Görev isteği 1 - Aşağıdaki okuma metnine göre şu ifadelerin her biri için evet ya da hayır deyin ve kararı belirleyen sözleri metinden aynen alıntılayın: (a) Şeytan yetmiş bin çocuğu olduğunu söyler. (b) Şeytan gençlerle anlaşmazlık içinde olduğunu söyler. (c) İbadetlerini ihlassız yapanlar bu hallerinin farkındadır.

Okuma metni -
......

Şeytan anlatımını şöyle sürdürdü: “Benim yetmiş bin çocuğum var. Bunların her biri bir yere tayin edilmiştir. O her bir çocuğumla birlikte yine yetmiş bin şeytan vardır. Onların bir kısmını ulemaya, bir kısmını gençlere, bir kısmını şeyhlere, bir kısmını da yaşlı kadınlara gönderdim, musallat ettim. Gençlere gelince, aramızda bir anlaşmazlık yoktur, onlarla gayet iyi geçiniriz. Çocuklarla da bizimkiler istedikleri gibi oynarlar. Bizimkilerin bir kısmını da âbidlerin başına dert ettim, bir kısmını da zâhidlerin. Onların yanına girer ve halden hale sokarlar, bir tepeden diğerine hep dolaştırıp dururlar. Sonuçta öyle bir hale gelirler ki sebeplerden herhangi birine küfrederler, böylece onlardan ihlası alırım. Geldikleri bu hal ile onlar artık ibadetlerini ihlassız yapar ama bu hallerinin farkında olmazlar.
Şeytanın hedefi kulları hak yoldan (Billahi imandan) uzaklaştırıp duniHi algı sapıklığında tutmaktır. Bunu yaptığı hedef kitleye baktığımızda hemen herkesi listede görüyoruz: Ulema, abidler, zahidler, gençler, yaşlılar, yaşlı kadınlar, çocuklar… Şeytanlık patronaj sisteminin taktikleri sonucu bütün bunlar halden hale girmekte, bir tepeden diğer tepeye dolaştırılmakta, sonuçta sebeplerden birine küfretmekte yani bir olayın, işin, kişinin, nesnenin, eşyanın ilişkisini Allah ile kurmayarak küfretmekte, Allah hakikatini örtmektedirler. İşte o zaman onlardan ihlasın aldığı ve geldikleri bu hâl sonucu artık ibadetlerini ihlassız yaptıkları ama bu hallerinin de maalesef farkında olmadıkları anlatılıyor. Muhafaza buyur biz kullarını Allahım (âmin).

......

Nesnelerin nerede göründüğüne dair veri kümesi satırları

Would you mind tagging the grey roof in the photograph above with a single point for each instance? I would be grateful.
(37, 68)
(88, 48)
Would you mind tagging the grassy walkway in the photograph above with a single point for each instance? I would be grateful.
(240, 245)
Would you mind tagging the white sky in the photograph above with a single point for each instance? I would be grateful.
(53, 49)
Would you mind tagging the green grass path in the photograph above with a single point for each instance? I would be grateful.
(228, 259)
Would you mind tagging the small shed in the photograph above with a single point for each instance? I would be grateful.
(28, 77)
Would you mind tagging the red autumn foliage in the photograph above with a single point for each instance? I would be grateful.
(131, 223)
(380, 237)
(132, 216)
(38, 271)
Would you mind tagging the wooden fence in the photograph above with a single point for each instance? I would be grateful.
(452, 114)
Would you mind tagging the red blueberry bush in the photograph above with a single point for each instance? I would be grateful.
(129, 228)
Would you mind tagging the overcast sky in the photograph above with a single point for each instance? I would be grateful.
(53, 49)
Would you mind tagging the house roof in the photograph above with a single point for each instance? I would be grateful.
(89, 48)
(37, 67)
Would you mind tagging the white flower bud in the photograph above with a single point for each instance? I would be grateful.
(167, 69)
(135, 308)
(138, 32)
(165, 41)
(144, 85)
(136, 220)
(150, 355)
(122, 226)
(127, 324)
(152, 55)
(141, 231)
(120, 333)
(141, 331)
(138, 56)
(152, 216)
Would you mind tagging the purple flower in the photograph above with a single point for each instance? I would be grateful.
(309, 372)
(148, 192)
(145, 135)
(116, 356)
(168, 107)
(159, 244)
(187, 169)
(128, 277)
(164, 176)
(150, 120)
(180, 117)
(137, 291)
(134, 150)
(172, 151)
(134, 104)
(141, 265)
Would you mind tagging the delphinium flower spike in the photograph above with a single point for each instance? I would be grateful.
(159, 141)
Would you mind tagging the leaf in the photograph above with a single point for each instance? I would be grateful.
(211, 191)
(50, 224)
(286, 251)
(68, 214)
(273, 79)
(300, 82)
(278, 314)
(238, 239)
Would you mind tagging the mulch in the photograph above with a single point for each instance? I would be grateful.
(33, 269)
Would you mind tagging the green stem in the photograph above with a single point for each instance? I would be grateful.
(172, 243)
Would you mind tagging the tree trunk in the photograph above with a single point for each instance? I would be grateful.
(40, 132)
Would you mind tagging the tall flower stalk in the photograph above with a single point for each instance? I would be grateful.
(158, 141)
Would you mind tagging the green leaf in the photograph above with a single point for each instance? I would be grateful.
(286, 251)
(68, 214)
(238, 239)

......

Görev isteği 2 - Yukarıdaki satırlarda "Would you mind tagging the green leaf" ifadesini içeren satırdan satırların sonuna kadar, iki uç da dahil olmak üzere, yer alan satırları boş satırları atlayarak numaralı liste halinde düzenleyin.

Yazılı yanıt 1 -
(a) Evet: "Benim yetmiş bin çocuğum var."
(b) Hayır: "Gençlere gelince, aramızda bir anlaşmazlık yoktur, onlarla gayet iyi geçiniriz."
(c) Hayır: "Geldikleri bu hal ile onlar artık ibadetlerini ihlassız yapar ama bu hallerinin farkında olmazlar."

Yazılı yanıt 2 -
1. Would you mind tagging the green leaf in the photograph above with a single point for each instance? I would be grateful.
2. (286, 251)
3. (68, 214)
4. (238, 239)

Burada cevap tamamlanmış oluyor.